## Task description:
Write out, word for word, every line in the data below from the one containing "Target: flame" to the one containing "Would you kindly mark the chair backrest", both of them included.

## Source material:
--------------------------------
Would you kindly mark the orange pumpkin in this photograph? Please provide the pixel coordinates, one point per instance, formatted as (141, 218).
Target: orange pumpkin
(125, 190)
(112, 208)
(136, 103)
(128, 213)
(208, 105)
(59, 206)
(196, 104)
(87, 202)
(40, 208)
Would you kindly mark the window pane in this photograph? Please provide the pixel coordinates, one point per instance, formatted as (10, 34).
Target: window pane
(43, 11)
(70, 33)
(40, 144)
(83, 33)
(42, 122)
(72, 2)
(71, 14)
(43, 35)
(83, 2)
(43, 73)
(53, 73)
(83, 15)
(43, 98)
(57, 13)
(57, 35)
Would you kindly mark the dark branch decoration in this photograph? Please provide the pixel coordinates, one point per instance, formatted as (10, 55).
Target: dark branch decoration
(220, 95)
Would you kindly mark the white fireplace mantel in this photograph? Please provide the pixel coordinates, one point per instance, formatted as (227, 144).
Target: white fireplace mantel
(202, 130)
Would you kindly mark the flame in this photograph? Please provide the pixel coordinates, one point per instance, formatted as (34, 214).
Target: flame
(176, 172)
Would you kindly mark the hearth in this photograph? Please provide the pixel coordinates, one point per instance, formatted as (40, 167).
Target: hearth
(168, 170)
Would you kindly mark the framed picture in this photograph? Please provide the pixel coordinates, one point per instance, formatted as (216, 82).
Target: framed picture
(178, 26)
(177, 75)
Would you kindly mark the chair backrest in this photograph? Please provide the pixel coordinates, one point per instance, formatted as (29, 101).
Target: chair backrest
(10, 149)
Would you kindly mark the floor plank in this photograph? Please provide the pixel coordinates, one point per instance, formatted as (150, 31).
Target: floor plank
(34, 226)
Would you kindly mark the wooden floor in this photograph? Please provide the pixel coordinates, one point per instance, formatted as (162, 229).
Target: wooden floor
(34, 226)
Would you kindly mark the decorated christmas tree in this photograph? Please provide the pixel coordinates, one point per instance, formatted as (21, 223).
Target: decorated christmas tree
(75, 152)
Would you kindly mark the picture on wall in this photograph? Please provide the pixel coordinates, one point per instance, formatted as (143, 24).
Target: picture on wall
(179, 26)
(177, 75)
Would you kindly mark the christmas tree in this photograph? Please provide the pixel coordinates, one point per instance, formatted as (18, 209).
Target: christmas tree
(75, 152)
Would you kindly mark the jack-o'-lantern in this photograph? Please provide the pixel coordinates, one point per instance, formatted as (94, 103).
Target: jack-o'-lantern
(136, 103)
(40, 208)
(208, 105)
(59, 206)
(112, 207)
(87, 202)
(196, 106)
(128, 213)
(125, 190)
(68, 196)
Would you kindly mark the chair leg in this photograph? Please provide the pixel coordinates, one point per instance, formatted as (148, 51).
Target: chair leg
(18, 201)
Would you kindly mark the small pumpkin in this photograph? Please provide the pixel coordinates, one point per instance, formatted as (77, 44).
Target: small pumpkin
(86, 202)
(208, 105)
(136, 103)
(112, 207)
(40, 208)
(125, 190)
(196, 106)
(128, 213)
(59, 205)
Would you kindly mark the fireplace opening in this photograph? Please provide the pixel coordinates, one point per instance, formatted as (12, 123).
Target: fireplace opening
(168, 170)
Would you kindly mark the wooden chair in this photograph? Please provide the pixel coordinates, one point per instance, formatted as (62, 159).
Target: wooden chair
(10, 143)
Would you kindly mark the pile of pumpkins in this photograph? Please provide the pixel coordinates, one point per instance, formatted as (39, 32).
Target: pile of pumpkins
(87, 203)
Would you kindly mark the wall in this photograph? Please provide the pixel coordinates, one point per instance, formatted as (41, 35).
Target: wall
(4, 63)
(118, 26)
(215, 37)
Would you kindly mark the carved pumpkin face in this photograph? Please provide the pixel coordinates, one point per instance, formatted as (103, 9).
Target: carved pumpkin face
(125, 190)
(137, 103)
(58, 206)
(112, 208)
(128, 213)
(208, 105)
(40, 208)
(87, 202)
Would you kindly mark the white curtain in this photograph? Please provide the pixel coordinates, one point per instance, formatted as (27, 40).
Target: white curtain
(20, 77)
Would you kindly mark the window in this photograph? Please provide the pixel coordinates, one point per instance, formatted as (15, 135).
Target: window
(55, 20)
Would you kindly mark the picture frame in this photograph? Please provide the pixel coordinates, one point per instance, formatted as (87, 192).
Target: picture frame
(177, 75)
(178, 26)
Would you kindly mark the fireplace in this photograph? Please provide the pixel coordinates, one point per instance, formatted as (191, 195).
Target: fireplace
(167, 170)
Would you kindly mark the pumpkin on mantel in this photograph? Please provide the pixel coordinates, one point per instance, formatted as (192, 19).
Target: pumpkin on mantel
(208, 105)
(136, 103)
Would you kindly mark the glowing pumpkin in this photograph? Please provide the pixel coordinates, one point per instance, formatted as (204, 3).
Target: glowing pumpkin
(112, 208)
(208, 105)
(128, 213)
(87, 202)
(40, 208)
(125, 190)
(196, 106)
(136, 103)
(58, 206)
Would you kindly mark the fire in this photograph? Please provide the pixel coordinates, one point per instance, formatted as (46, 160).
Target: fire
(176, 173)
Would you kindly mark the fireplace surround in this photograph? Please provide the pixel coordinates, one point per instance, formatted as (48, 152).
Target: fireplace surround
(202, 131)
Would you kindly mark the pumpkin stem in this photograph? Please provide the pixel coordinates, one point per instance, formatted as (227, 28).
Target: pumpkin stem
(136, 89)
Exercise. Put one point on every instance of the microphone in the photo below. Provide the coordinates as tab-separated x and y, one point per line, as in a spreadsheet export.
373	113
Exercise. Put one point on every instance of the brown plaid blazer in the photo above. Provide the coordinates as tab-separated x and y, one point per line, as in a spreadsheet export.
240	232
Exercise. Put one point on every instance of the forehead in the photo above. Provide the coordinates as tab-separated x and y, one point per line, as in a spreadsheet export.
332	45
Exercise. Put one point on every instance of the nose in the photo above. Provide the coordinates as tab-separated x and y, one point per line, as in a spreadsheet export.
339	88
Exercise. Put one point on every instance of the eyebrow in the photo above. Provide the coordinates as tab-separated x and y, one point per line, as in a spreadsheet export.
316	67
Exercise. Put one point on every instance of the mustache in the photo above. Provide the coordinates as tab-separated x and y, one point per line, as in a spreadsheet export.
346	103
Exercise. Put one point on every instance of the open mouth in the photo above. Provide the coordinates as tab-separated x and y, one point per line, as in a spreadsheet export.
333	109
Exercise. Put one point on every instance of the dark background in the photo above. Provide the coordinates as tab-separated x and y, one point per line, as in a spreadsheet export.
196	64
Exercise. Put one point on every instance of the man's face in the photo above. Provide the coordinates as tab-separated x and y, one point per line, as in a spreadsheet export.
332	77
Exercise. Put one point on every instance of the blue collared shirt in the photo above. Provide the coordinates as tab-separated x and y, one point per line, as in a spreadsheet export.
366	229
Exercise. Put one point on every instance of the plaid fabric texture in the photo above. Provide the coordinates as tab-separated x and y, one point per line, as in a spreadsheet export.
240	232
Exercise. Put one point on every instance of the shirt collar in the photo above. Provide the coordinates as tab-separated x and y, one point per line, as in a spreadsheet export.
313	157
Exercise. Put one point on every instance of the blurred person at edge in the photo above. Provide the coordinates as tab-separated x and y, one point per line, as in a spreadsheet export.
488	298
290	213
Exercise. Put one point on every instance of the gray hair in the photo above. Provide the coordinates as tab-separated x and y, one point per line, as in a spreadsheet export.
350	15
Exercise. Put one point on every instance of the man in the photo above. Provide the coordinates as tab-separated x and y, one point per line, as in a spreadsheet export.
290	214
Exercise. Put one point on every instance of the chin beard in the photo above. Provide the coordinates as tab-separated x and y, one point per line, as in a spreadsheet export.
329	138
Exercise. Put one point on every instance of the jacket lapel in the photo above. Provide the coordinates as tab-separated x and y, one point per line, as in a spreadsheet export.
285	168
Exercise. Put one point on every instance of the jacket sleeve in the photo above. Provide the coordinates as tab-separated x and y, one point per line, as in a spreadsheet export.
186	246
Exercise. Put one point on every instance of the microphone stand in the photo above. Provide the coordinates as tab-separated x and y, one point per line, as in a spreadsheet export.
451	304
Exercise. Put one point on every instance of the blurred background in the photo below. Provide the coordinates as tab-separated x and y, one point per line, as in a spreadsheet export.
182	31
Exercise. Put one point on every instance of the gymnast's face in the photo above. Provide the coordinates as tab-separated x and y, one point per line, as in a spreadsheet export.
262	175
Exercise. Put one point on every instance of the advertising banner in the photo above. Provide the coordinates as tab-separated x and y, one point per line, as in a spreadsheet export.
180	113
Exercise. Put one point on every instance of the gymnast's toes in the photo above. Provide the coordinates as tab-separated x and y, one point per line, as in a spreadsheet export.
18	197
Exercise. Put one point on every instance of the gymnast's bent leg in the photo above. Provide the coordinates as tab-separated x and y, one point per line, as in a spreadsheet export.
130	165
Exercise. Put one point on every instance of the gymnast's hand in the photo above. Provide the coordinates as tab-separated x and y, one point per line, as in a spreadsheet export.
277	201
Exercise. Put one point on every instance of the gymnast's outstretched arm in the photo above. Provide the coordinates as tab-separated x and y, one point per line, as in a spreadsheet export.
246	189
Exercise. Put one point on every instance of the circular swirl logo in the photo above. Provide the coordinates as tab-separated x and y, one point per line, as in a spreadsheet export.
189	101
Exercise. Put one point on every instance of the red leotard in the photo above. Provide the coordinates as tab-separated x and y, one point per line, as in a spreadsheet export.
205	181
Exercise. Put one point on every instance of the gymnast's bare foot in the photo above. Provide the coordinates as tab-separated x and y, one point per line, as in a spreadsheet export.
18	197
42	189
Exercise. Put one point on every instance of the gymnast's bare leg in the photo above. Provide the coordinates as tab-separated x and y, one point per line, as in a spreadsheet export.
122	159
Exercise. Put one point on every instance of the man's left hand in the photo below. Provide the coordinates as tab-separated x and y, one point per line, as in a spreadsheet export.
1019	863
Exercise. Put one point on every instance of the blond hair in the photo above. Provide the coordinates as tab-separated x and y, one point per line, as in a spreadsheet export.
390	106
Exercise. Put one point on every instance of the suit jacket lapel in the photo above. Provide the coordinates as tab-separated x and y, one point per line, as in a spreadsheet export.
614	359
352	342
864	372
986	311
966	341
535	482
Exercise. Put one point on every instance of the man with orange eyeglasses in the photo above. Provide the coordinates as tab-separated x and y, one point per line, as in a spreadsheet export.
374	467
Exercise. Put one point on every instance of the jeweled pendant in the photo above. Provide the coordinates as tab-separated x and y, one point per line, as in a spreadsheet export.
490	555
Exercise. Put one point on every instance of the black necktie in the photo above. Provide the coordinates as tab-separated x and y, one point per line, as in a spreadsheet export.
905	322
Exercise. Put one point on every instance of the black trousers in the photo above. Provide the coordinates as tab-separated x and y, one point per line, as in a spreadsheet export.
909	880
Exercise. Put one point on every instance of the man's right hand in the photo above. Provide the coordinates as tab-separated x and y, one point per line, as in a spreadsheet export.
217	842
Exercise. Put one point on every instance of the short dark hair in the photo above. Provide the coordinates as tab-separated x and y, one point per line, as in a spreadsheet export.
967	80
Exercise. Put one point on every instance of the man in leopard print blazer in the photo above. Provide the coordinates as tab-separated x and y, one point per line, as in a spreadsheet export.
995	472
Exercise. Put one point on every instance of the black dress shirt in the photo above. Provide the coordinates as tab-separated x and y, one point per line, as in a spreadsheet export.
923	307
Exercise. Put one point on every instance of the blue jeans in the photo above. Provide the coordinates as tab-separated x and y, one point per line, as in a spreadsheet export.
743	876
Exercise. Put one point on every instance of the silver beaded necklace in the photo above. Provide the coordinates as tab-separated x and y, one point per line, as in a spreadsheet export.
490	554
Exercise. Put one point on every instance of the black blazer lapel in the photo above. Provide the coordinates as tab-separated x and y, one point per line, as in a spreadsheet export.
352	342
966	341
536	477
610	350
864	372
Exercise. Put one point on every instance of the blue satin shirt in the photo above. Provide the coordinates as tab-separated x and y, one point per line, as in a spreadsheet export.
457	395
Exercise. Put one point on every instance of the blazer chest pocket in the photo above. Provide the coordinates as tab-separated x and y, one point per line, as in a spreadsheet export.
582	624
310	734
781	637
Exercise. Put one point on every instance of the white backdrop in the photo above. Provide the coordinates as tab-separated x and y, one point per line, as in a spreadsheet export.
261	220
--------------------------------
## Task solution:
Target: flame
(176, 172)
Would you kindly mark the hearth in this photograph? Please provide the pixel coordinates, one point per instance, formatted as (40, 167).
Target: hearth
(168, 170)
Would you kindly mark the framed picture in this photograph? Please provide the pixel coordinates, one point per instance, formatted as (216, 82).
Target: framed picture
(178, 26)
(177, 75)
Would you kindly mark the chair backrest in this photograph? Please provide the pixel coordinates, one point per instance, formatted as (29, 101).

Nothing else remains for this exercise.